- **EXERCISE REQUIREMENTS**:
Write all entries out exactly, images excluded.
Segment Start: DATA FOR THIS EXERCISE
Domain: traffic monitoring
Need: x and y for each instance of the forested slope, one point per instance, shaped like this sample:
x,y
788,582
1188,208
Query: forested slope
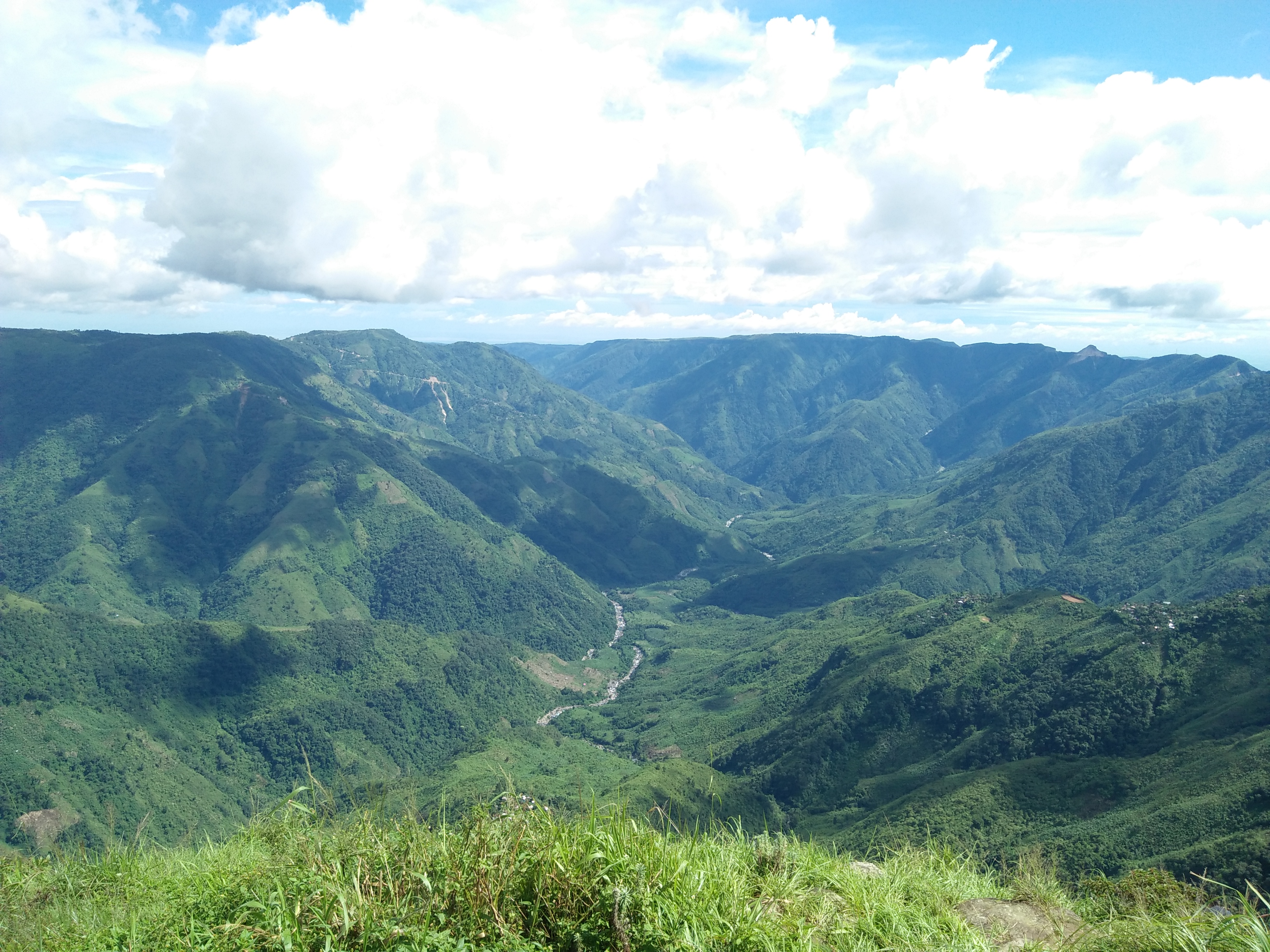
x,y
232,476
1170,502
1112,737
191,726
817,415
Segment End: DATA FOR THIS EXERCISE
- **EXPECTED ANSWER**:
Domain: traffic monitoring
Need: x and y for each instance of the forested slope, one point per instance, shaped like this sample:
x,y
788,582
1188,208
Query: forested slope
x,y
232,476
1170,502
1112,737
191,726
817,415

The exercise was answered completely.